INSTRUCTIONS TO FOLLOW
Print the listing that follows, character for character.

Lines of data

•••

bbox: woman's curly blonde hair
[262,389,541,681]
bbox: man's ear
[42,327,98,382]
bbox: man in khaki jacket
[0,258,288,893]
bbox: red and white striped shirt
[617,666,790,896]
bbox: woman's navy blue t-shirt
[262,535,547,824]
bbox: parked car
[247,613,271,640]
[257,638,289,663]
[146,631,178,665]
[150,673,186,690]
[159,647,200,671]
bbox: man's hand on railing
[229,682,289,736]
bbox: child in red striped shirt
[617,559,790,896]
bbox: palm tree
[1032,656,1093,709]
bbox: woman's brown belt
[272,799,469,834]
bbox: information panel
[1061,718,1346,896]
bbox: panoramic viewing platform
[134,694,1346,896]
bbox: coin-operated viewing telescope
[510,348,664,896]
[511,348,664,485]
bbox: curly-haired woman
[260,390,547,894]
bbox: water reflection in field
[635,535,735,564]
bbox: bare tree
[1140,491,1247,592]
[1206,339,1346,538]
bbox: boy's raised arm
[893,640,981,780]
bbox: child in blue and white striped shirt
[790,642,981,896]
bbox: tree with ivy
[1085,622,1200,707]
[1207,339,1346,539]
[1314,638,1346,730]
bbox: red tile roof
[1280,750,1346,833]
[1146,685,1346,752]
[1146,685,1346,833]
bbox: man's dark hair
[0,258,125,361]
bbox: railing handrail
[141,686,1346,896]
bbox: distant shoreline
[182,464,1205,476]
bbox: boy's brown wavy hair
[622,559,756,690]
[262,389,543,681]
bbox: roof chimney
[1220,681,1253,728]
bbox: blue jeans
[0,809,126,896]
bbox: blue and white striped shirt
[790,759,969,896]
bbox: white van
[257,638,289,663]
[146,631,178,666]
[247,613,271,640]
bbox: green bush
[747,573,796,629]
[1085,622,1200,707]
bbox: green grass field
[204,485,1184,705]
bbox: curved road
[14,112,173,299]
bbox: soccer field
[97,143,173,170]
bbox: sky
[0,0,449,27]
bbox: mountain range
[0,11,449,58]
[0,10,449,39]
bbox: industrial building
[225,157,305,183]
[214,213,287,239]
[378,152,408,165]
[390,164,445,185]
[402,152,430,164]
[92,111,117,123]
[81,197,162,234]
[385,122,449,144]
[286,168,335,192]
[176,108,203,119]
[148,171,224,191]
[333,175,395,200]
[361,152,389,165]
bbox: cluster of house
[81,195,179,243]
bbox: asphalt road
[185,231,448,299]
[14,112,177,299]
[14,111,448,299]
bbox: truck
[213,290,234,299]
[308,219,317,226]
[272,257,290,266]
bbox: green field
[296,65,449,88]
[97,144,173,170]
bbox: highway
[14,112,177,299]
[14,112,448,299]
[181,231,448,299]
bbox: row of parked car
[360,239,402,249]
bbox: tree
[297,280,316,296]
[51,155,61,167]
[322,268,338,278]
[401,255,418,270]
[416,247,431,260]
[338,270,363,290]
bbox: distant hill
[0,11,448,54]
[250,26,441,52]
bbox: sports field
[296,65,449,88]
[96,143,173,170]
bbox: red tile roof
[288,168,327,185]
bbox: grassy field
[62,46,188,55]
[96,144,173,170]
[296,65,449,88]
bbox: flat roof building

•••

WORKED SOLUTION
bbox: woman's curly blonde hair
[262,389,541,681]
bbox: man's ear
[42,327,98,382]
bbox: man in khaki jacket
[0,258,288,893]
bbox: red and white striped shirt
[617,666,790,896]
bbox: woman's navy blue t-shirt
[262,535,547,824]
bbox: parked car
[247,613,271,640]
[257,638,289,663]
[146,631,178,665]
[150,673,186,690]
[159,647,200,671]
bbox: man's hand on railing
[229,682,289,736]
bbox: child in red striped shirt
[617,559,790,896]
bbox: palm tree
[1032,656,1093,709]
bbox: woman's brown belt
[272,799,469,834]
bbox: information panel
[1061,718,1346,896]
bbox: panoramic viewing platform
[134,694,1346,896]
bbox: coin-operated viewing telescope
[510,348,664,896]
[511,348,664,485]
bbox: curly-haired woman
[260,390,547,894]
bbox: water reflection in field
[635,535,735,564]
bbox: bare tree
[1140,491,1247,592]
[1206,339,1346,538]
bbox: boy's raised arm
[893,640,981,780]
bbox: child in blue and white striped shirt
[790,642,981,896]
bbox: tree with ivy
[1085,622,1200,707]
[1207,339,1346,539]
[1314,638,1346,730]
bbox: red tile roof
[1280,750,1346,833]
[1146,685,1346,752]
[1146,685,1346,833]
bbox: man's dark hair
[0,258,125,361]
bbox: railing handrail
[141,686,1346,896]
bbox: distant shoreline
[182,464,1205,476]
bbox: boy's brown wavy hair
[622,559,756,690]
[262,389,543,681]
bbox: roof chimney
[1220,681,1253,728]
bbox: blue jeans
[0,809,126,896]
bbox: blue and white striped shirt
[790,759,969,896]
bbox: white van
[257,638,289,663]
[146,631,178,666]
[247,613,271,640]
bbox: green bush
[747,573,796,629]
[1085,622,1200,707]
bbox: green grass field
[204,485,1184,705]
bbox: curved road
[14,112,173,299]
bbox: soccer field
[97,143,173,170]
bbox: sky
[0,0,449,27]
bbox: mountain range
[0,11,449,58]
[0,10,449,39]
bbox: industrial building
[225,157,305,183]
[214,213,287,239]
[378,152,408,165]
[390,164,445,185]
[402,152,430,164]
[92,111,117,123]
[81,197,162,234]
[385,122,449,144]
[286,168,335,192]
[176,108,203,119]
[148,171,224,191]
[333,175,395,200]
[361,152,389,165]
bbox: cluster of house
[81,195,179,243]
bbox: asphalt road
[185,231,448,299]
[14,112,177,299]
[14,111,448,299]
bbox: truck
[213,290,234,299]
[308,219,317,226]
[272,257,290,266]
bbox: green field
[296,65,449,88]
[97,144,173,170]
bbox: highway
[14,112,177,299]
[14,112,448,299]
[181,231,448,299]
bbox: row of parked car
[360,239,402,249]
bbox: tree
[297,280,316,296]
[51,155,61,167]
[322,268,338,278]
[401,255,418,270]
[416,247,431,260]
[338,270,363,290]
bbox: distant hill
[0,11,448,54]
[250,26,441,52]
bbox: sports field
[296,65,449,88]
[96,143,173,170]
bbox: red tile roof
[288,168,327,185]
bbox: grassy field
[62,46,188,55]
[96,144,173,170]
[296,65,449,88]
bbox: flat roof building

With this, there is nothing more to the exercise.